Problem details: Omit the images, then print each record below exactly as it reads.

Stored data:

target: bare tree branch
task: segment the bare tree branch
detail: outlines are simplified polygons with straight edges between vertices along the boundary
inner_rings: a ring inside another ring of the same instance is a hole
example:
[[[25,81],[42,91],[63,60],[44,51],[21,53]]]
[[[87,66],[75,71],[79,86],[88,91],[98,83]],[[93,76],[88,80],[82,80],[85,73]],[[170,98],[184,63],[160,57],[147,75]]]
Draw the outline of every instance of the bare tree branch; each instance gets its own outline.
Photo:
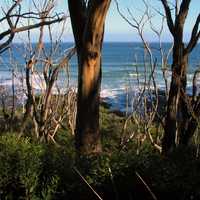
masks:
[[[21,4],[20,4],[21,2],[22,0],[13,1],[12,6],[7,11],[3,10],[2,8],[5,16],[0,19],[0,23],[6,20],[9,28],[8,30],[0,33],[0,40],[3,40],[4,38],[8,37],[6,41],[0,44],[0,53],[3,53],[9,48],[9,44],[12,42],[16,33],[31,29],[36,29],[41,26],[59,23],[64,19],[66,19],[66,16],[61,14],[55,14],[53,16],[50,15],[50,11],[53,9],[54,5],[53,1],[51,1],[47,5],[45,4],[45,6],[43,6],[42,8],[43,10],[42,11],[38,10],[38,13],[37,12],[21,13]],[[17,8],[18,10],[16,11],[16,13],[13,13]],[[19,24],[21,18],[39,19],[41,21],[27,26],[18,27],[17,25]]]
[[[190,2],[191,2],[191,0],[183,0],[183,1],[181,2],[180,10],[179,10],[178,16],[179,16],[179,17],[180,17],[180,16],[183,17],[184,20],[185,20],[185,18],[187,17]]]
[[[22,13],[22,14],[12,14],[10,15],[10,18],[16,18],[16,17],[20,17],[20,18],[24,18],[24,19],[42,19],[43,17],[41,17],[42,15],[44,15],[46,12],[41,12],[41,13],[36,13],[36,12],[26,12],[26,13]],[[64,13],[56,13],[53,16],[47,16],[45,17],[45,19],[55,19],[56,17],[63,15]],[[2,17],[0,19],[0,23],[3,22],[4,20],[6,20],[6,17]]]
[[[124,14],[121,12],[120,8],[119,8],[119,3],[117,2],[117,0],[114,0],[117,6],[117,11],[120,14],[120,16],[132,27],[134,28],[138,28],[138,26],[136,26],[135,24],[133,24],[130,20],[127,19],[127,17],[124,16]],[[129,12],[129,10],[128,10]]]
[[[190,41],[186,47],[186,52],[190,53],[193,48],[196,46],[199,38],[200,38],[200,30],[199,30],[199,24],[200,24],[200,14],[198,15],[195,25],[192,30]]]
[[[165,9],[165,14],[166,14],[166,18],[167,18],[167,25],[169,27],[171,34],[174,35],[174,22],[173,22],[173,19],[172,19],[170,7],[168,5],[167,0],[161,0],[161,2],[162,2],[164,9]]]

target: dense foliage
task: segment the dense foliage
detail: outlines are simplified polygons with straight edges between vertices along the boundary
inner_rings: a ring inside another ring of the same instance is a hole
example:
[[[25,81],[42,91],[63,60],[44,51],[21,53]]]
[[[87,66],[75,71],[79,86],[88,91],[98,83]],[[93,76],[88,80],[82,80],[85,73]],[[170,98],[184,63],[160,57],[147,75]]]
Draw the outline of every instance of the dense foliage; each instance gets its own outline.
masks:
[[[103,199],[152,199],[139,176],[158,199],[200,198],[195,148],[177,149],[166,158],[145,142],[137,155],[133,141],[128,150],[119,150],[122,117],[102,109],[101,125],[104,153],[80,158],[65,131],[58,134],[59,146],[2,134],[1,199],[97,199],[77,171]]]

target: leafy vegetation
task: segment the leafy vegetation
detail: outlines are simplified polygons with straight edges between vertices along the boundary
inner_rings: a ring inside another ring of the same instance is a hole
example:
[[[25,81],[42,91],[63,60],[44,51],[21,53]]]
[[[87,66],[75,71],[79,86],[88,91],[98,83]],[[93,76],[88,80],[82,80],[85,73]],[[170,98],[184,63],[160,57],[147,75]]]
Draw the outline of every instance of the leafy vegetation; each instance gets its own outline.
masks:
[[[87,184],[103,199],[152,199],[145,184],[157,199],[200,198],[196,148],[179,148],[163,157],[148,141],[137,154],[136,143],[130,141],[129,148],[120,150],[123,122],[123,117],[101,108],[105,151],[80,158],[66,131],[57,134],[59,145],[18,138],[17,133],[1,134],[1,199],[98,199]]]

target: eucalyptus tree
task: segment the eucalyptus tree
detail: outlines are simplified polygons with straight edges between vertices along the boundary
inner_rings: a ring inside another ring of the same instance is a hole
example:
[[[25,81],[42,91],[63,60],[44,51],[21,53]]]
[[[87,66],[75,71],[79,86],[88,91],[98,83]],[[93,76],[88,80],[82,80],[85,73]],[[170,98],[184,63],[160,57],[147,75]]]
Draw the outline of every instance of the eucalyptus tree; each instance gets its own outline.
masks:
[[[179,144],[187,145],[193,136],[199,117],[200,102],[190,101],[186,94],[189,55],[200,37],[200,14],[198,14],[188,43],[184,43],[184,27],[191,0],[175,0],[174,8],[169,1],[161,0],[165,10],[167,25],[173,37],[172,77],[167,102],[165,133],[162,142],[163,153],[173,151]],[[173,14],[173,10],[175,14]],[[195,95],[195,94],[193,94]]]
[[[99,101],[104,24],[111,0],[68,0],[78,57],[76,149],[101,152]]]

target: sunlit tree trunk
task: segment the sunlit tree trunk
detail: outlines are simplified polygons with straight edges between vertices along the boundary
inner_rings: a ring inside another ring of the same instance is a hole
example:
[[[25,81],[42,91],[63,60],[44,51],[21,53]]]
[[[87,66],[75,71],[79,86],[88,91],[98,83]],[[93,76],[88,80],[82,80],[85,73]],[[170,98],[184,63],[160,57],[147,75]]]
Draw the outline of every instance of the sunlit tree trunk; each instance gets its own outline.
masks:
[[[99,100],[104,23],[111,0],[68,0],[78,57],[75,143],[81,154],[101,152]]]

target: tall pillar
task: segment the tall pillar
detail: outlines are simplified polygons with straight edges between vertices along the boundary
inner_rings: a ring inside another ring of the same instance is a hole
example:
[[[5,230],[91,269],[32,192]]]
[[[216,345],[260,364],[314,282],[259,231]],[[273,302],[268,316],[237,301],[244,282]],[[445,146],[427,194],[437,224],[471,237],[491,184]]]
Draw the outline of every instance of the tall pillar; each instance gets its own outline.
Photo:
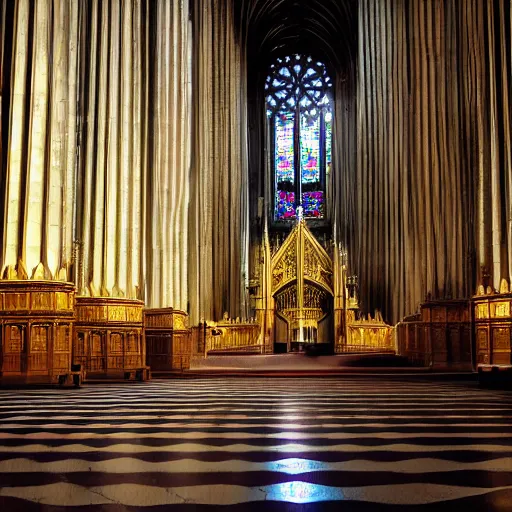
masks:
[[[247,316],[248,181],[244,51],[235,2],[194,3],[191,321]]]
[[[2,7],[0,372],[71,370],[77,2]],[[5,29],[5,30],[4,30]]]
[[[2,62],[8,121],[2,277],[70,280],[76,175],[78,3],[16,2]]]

Exercise response:
target: bare tree branch
task: segment the bare tree branch
detail: outlines are simplified polygons with straight edges between vertices along the boundary
inner_rings: a ring inside another ring of the same instance is a hole
example:
[[[25,81],[42,91],[63,60],[44,51],[21,53]]]
[[[87,66],[75,71],[79,86],[88,91],[98,83]],[[93,76],[88,80],[82,80],[85,73]],[[170,98],[184,63],[160,57],[147,75]]]
Draw the outline of every instance of the bare tree branch; each instance gets its own outline.
Photo:
masks:
[[[21,4],[20,4],[21,2],[22,0],[13,1],[12,6],[7,11],[3,10],[2,8],[5,16],[0,19],[0,23],[6,20],[9,28],[8,30],[0,33],[0,40],[3,40],[4,38],[8,37],[6,41],[0,44],[0,53],[3,53],[9,48],[9,44],[12,42],[16,33],[31,29],[36,29],[41,26],[59,23],[64,19],[66,19],[66,16],[61,14],[55,14],[53,16],[50,15],[50,11],[53,9],[54,5],[53,1],[51,1],[47,5],[45,4],[45,6],[43,6],[42,8],[43,10],[42,11],[38,10],[38,13],[37,12],[21,13]],[[17,8],[18,10],[16,11],[16,13],[13,13]],[[19,24],[21,18],[39,19],[41,21],[27,26],[18,27],[17,25]]]
[[[190,2],[191,2],[191,0],[183,0],[183,1],[181,2],[180,10],[179,10],[178,16],[179,16],[179,17],[180,17],[180,16],[183,17],[184,20],[185,20],[185,18],[187,17]]]
[[[22,13],[22,14],[12,14],[10,15],[10,18],[16,18],[16,17],[20,17],[20,18],[24,18],[24,19],[42,19],[43,17],[41,17],[42,15],[44,15],[46,12],[41,12],[41,13],[36,13],[36,12],[26,12],[26,13]],[[64,13],[56,13],[53,16],[47,16],[45,17],[45,19],[55,19],[56,17],[63,15]],[[2,17],[0,19],[0,23],[3,22],[4,20],[6,20],[6,17]]]
[[[124,14],[121,12],[120,8],[119,8],[119,3],[117,2],[117,0],[114,0],[117,6],[117,11],[120,14],[120,16],[132,27],[134,28],[138,28],[138,26],[136,26],[135,24],[133,24],[130,20],[127,19],[127,17],[124,16]],[[129,12],[129,10],[128,10]]]
[[[190,41],[186,47],[186,52],[190,53],[193,48],[196,46],[199,38],[200,38],[200,30],[199,30],[199,24],[200,24],[200,14],[198,15],[195,25],[192,30]]]
[[[165,9],[165,14],[166,14],[166,18],[167,18],[167,25],[169,27],[171,34],[174,35],[174,22],[173,22],[173,19],[172,19],[170,7],[168,5],[167,0],[161,0],[161,2],[162,2],[164,9]]]

target: dense foliage
task: segment the dense foliage
detail: outlines are simplified polygons with straight edges between vertices along the boundary
inner_rings: a ring inside another ring of the same instance is a hole
example:
[[[25,81],[42,91],[63,60],[44,51],[21,53]]]
[[[87,66],[75,71],[79,86],[88,91],[98,83]],[[93,76],[88,80],[82,80],[85,73]],[[170,98],[184,63],[160,57],[147,75]]]
Draw the outline of every instance of the dense foliage; each instance gets its own outline.
masks:
[[[103,199],[152,199],[139,176],[158,199],[200,198],[195,148],[177,149],[166,158],[145,142],[137,155],[133,141],[128,150],[119,150],[122,117],[102,109],[101,125],[104,153],[80,158],[65,131],[58,134],[59,146],[2,134],[1,199],[97,199],[77,171]]]

target: leafy vegetation
task: segment the leafy vegetation
detail: outlines are simplified polygons with straight edges between vertices along the boundary
inner_rings: a ring inside another ring of the same instance is a hole
example:
[[[25,81],[42,91],[63,60],[44,51],[21,53]]]
[[[87,66],[75,71],[79,86],[88,91],[98,83]],[[93,76],[88,80],[82,80],[85,73]],[[170,98],[184,63],[160,57],[147,75]]]
Draw the outline of every instance of the leafy vegetation; each instance gets its own outline.
masks:
[[[87,184],[103,199],[152,199],[145,184],[157,199],[200,198],[196,148],[179,148],[163,157],[148,141],[137,154],[136,143],[130,141],[129,148],[120,150],[123,122],[123,117],[101,108],[105,151],[80,158],[66,131],[57,134],[59,145],[18,138],[17,133],[1,134],[1,199],[98,199]]]

target: eucalyptus tree
task: segment the eucalyptus tree
detail: outlines are simplified polygons with straight edges between vertices along the boundary
inner_rings: a ring inside another ring of the same instance is a hole
example:
[[[25,81],[42,91],[63,60],[44,51],[21,53]]]
[[[87,66],[75,71],[79,86],[88,91],[98,83]],[[93,76],[88,80],[82,80],[85,73]],[[170,98],[184,63],[160,57],[147,75]]]
Draw the outline of every instance of the eucalyptus tree; each instance gets its own outline.
masks:
[[[179,144],[187,145],[193,136],[199,117],[200,102],[190,101],[186,94],[189,55],[200,37],[200,14],[198,14],[188,43],[184,43],[184,27],[191,0],[175,0],[174,8],[169,1],[161,0],[165,10],[167,25],[173,37],[172,77],[167,102],[165,133],[162,142],[163,153],[173,151]],[[173,14],[173,10],[175,14]],[[195,95],[195,94],[193,94]]]
[[[99,101],[104,24],[111,0],[68,0],[78,57],[76,149],[101,152]]]

target: sunlit tree trunk
task: segment the sunlit tree trunk
detail: outlines are simplified polygons with straight edges between vertices along the boundary
inner_rings: a ring inside another ring of the same instance is a hole
example:
[[[25,81],[42,91],[63,60],[44,51],[21,53]]]
[[[87,66],[75,71],[79,86],[88,91],[98,83]],[[93,76],[88,80],[82,80],[85,73]],[[170,98],[184,63],[160,57],[147,75]]]
Draw the outline of every instance of the sunlit tree trunk; each instance gets its own outline.
masks:
[[[99,100],[104,23],[111,0],[68,0],[78,57],[75,143],[81,154],[101,152]]]

target: tall pillar
task: segment the tall pillar
detail: outlines are simplified polygons with straight edges between vertices along the boundary
inner_rings: a ring inside another ring of the same instance is a hole
example:
[[[5,230],[91,269],[32,192]]]
[[[216,345],[260,364],[314,282],[259,231]],[[273,302],[268,316],[237,301],[244,282]],[[445,146],[427,194],[437,224],[471,237],[491,184]]]
Draw the outline of every instance of the tall pillar; each instance gets its own outline.
Photo:
masks:
[[[247,316],[248,181],[244,51],[235,2],[194,3],[191,321]]]
[[[2,7],[0,372],[71,370],[77,2]],[[5,29],[5,30],[4,30]]]
[[[2,62],[8,121],[2,277],[70,280],[76,175],[78,3],[16,2]]]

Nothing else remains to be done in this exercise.